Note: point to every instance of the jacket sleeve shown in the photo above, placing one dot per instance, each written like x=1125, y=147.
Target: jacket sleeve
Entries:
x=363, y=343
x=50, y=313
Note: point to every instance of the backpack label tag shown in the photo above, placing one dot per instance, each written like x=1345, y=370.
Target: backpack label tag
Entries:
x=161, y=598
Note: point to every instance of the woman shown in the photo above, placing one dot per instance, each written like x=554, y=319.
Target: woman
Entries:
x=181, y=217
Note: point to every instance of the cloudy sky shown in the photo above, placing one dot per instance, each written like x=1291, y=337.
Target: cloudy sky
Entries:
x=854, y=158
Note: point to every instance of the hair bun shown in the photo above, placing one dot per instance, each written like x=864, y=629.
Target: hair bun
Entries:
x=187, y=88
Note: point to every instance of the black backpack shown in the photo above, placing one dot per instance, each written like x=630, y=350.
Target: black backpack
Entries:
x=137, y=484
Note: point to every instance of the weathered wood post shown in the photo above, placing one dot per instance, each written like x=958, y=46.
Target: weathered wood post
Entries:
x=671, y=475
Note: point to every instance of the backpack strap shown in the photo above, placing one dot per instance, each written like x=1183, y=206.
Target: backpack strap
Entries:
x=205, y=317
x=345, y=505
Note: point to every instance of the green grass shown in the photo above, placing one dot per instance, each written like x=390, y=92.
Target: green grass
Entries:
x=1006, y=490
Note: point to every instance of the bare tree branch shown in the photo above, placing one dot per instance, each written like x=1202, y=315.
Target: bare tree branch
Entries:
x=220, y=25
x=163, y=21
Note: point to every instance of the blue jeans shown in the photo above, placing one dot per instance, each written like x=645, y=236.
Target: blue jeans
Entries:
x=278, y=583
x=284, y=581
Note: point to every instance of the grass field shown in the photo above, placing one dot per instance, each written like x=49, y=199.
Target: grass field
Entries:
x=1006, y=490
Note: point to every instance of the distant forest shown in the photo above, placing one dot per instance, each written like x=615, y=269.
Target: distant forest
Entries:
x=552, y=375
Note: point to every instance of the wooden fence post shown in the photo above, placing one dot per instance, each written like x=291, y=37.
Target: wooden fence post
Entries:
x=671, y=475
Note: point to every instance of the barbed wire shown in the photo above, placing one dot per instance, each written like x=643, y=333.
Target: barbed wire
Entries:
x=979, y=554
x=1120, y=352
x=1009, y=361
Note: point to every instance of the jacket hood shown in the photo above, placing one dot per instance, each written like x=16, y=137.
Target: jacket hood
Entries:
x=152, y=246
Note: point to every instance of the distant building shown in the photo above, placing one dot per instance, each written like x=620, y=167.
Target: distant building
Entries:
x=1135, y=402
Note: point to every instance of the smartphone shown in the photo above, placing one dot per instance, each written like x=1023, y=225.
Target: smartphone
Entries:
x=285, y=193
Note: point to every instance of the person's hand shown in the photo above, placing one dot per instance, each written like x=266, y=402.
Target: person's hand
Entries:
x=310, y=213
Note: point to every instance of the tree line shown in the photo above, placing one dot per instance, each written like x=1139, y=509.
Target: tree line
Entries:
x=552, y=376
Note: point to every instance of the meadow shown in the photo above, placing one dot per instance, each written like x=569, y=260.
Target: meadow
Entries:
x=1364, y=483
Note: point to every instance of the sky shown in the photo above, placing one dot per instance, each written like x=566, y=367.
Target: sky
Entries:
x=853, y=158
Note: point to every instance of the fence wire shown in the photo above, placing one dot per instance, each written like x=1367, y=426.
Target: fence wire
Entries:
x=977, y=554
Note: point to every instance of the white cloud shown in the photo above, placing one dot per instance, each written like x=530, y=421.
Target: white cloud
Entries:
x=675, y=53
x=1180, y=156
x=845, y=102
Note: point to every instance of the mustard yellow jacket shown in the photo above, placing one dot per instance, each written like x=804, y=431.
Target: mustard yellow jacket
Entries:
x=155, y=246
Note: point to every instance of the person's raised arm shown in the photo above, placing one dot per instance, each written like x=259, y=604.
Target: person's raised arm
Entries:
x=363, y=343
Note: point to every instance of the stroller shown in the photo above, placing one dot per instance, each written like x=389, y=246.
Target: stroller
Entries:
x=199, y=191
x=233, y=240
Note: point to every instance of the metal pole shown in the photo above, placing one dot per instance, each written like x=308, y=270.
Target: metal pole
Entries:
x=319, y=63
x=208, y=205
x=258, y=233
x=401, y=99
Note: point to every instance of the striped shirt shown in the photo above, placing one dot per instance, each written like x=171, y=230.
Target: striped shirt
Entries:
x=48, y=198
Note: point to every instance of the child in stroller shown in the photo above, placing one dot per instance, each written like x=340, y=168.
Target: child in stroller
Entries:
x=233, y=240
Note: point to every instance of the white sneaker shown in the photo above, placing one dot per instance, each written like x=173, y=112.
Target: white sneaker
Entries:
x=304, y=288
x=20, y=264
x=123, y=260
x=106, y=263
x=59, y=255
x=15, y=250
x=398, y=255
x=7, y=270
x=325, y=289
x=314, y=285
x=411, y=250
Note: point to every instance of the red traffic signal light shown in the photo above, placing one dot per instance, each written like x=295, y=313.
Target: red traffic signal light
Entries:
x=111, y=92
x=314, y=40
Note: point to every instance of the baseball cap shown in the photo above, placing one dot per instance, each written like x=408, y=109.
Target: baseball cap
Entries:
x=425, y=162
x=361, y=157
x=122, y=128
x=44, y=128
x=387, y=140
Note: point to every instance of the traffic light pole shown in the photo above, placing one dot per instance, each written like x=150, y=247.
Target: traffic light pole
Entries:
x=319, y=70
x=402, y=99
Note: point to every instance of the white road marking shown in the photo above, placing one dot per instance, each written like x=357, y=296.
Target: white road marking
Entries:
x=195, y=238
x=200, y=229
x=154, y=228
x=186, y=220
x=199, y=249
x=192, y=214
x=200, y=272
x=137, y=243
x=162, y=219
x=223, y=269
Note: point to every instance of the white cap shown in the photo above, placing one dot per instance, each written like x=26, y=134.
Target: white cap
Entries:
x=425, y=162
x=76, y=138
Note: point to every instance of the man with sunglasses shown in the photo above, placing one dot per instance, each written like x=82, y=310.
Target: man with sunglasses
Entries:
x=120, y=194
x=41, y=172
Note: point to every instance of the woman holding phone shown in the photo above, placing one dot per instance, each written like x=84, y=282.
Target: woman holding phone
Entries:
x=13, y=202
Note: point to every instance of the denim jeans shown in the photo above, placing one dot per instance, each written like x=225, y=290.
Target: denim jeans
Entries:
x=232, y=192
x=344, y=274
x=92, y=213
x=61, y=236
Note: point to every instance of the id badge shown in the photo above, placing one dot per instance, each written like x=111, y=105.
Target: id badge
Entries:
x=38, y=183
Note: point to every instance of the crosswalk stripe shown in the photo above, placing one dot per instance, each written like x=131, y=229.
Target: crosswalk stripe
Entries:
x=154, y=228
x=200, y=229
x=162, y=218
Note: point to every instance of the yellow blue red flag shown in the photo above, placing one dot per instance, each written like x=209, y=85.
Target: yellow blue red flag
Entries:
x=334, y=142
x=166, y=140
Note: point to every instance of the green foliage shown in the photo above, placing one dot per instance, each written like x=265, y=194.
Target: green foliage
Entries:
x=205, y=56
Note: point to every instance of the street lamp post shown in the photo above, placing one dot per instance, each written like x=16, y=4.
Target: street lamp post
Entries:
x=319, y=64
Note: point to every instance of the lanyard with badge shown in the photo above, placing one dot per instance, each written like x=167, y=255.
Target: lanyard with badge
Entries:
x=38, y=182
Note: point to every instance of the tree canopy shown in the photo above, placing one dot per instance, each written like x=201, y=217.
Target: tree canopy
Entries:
────
→ **Exercise requirements**
Give the part of the material above that opens with the line containing "Note: point to every instance of the jacket hood" and closes with the line containing "x=552, y=376", both lines included, as a Markdown table with the columns Row and Line, numbering each line and skipping blank ones.

→ **Expected answer**
| Row | Line |
|---|---|
| 1 | Note: point to every instance of the jacket hood shown in the photo above, placing one dot per instance, each written like x=16, y=137. |
| 2 | Target: jacket hood |
| 3 | Entries: |
| 4 | x=152, y=246 |
| 5 | Note: point to every instance of the distant building shown in the photo above, placing one dot per instance, each written like x=620, y=167. |
| 6 | Target: distant building |
| 7 | Entries: |
| 8 | x=1135, y=402 |
| 9 | Note: point to every instance of the smartphone shown in the photo above, placing one dot per instance, each written like x=1023, y=225. |
| 10 | Target: smartphone |
| 11 | Entries: |
| 12 | x=285, y=193 |
| 13 | Note: point to every instance of the person's hand shown in the photo above, placing one dot per instance, each written like x=266, y=402. |
| 14 | Target: person's hand |
| 15 | Entries: |
| 16 | x=310, y=213 |
| 17 | Note: point to every instance of the tree line shown in the photo above, placing one dot per instance, each written like x=1139, y=509. |
| 18 | Target: tree line |
| 19 | Entries: |
| 20 | x=552, y=376 |